PROBLEM REQUIREMENTS
Please update the listing below by replacing "component" with "system" everywhere it appears, leaving everything else unchanged.
----
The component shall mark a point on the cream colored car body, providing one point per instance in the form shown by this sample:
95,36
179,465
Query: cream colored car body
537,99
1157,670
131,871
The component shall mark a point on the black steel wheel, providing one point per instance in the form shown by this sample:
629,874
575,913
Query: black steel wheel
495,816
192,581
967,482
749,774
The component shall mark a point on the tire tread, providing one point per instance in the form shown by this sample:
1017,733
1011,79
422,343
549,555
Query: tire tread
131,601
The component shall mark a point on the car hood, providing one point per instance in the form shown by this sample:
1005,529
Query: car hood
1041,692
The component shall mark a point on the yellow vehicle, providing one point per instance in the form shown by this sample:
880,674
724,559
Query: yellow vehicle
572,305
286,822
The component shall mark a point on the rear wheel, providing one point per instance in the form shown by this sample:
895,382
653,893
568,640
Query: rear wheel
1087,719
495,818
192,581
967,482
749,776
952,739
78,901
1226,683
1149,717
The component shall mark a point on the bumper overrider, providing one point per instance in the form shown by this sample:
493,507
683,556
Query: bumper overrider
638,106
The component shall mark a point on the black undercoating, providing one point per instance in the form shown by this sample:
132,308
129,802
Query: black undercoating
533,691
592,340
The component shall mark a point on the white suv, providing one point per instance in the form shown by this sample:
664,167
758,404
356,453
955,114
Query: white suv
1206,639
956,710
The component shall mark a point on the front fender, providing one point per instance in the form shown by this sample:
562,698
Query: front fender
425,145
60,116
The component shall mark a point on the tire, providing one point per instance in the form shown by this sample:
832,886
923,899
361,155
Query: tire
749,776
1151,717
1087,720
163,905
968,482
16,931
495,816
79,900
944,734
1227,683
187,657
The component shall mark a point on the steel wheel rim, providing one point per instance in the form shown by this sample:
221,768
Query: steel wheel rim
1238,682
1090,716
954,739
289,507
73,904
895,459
----
TASK ANSWER
The system shall mark a point on the cream colored car body, providing one point per instance in the form shown by this sample:
95,36
179,465
Query: cream colored car body
537,99
1157,670
131,871
The system shall mark a point on the black steel wheel, providing one point per instance in the form shown by this sample:
629,874
575,913
Query: black steel wheel
495,816
192,581
967,482
749,774
The system shall mark a point on the tire tread, providing one point per instance in the form shown by this sample:
1017,733
1011,79
422,343
549,555
Query: tire tread
131,601
The system shall mark a point on the car hood, providing one point per instance in the form shown by this sample:
1005,529
Query: car hood
1041,692
The system shall mark a point on the yellow vehicle, providing one point per instance in the form shown by this sample:
880,674
724,559
Query: yellow vehicle
572,305
286,822
The system shall mark a point on the rear wheel, providing one point per instance in the form shown by this sample:
895,382
653,893
568,640
Query: rear wheel
1087,719
495,818
192,581
967,482
749,776
952,739
78,901
1226,683
1149,717
The system shall mark a point on the bumper overrider, providing one point per instance in the form shown by this sample:
493,507
683,556
Query: bumper overrider
638,106
The system shall mark a point on the black undercoating, providing one point per instance in the form shown by this sample:
132,308
129,802
Query: black undercoating
533,691
592,340
The system shall mark a point on the white suv, providing one point per instance in the form shown by this sample:
664,167
758,404
356,453
955,114
Query: white suv
1206,639
956,710
The system shall mark a point on the front fender, providing one point per instance in the form shown by this sample:
562,698
Query: front fender
425,145
60,116
The system shall mark a point on the tire, providing one point per instance in the form shown by this sample:
832,886
923,899
361,155
Query: tire
749,776
1151,717
1087,720
163,905
968,482
16,931
495,816
79,900
944,734
1227,683
187,657
The system shall mark a point on the steel wheel rim, providing one point per instance in the form shown by this sample:
221,768
Query: steel wheel rim
1238,682
1090,716
954,739
289,507
73,904
895,459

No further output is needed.